▸ Exercise requirements
1. What did AMD tell the poster was the likely cause of the memtest86+ issue, according to the forum post?
2. Copy the forum post from "I’ve been studying" to "tried that yet.", substituting "firmware" for "kernel" throughout.

▸ Given text
********

I’m also running three security cameras (one of them is 4K the other two are 2K) which grab all their data through Ethernet and are streamed through SHM to the boot NVMe.

There is a lot of I/O happening on this hardware all the time. I can’t reproduce that in Windows. So that could be a big difference between the testing setups.

The hardware also hangs when running MemTest86+ on the second pass, but I have not found a system in my house that will run memtest86+. The laptops I tried all hang with a blank screen before the test even begins. So I can’t be sure that memtest86+ works and is reporting actual issues.

I told AMD about the issue with memtest86+ and they said it was likely a defective CPU. But because the CPU is out of warranty, I’m SOL. Bummer.

Also, when it crashes, it’s always related to Video. Video is always the thing that dies. Sometimes I can recover it by hitting CTRL-ALT-F1 and a console will come up, and then switching back to X with CTRL-ALT-F7 produces a black screen and cursor, if I repeat the sequence: CTRL-ALT-F1, F7, over and over usually on the third iteration X will restore. Some of the apps have to be minimized and restored to fix their graphics, but everything starts working again. So the thought keeps haunting me: could this be a bad GTX1050gt?

The problems I’m having happen even when DPMS is not active. I can be watching a video using mpv (an mplayer derivative) and video will lock while audio is still working. The same is true of youtube videos. Often CTRL-ALT-F1 to F7 three times will recover those as well.

Then there’s the other problem. If I wake up DPMS at exactly the wrong time (just after it activates) video stays black. CTRL-ALT-F1 works, but switching back with CTRL-ALT-F7 results in a black screen. However, if I unplug the LG TV from the Yamaha Audio Receiver, and plug it back in, video is restored.

I’ve been studying these issues, trying things, for months. And it’s just getting worse. I’m thinking of going back to an old kernel to see if it makes a difference.

Which reminds me, I’m also booting the kernel with ‘idle=nomwait rcu_nocbs=0-11 pci=msi’ because that was how you got the Ryzen 5 1600 to be stable back in the day. I wonder if I should remove those now. I haven’t tried that yet.

It is far more likely to crash when the CPUs are busy. Specifically CPU 0 which does all the I/O. I have seen that. When the system is doing a compile (gentoo is a source based linux distro) everything crawls in X, even though the builds are supposed to be lower in priority, it seems like the combination of I/O and compiling in the background causes X to get really laggy. If I kill the security cameras (zoneminder), then the lag is noticeably less.

********

▸ Information given
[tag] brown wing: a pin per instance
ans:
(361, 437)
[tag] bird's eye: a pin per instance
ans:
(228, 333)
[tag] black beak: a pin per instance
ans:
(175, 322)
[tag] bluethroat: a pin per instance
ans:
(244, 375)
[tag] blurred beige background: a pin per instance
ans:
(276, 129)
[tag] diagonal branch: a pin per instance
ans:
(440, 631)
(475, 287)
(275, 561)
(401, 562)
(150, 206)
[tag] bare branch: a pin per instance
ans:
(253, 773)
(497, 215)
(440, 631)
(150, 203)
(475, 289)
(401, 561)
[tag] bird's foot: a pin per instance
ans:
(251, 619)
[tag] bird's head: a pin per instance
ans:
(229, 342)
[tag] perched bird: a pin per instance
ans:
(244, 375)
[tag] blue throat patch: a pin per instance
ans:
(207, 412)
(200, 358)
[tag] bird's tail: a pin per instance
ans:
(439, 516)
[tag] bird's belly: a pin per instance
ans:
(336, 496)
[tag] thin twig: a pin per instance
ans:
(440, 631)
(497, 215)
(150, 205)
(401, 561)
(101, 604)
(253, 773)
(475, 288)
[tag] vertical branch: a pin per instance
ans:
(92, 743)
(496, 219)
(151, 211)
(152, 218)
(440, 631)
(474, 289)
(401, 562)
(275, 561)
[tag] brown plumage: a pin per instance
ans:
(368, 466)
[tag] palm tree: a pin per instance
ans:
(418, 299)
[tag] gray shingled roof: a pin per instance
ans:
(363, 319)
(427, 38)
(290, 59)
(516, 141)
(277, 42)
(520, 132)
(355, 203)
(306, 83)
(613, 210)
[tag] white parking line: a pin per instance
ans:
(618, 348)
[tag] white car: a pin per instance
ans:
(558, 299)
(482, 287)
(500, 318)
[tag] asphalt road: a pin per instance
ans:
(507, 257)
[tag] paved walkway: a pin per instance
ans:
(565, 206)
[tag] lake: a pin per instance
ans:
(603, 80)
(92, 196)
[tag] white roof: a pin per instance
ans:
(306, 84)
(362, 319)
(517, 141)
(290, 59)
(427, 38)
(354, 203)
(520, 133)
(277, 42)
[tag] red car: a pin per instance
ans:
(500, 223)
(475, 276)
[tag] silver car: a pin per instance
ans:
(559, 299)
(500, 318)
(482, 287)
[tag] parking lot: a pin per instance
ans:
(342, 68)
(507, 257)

********

▸ Task-by-task solutions
1. AMD said it was likely a defective CPU.

2.
I’ve been studying these issues, trying things, for months. And it’s just getting worse. I’m thinking of going back to an old firmware to see if it makes a difference.

Which reminds me, I’m also booting the firmware with ‘idle=nomwait rcu_nocbs=0-11 pci=msi’ because that was how you got the Ryzen 5 1600 to be stable back in the day. I wonder if I should remove those now. I haven’t tried that yet.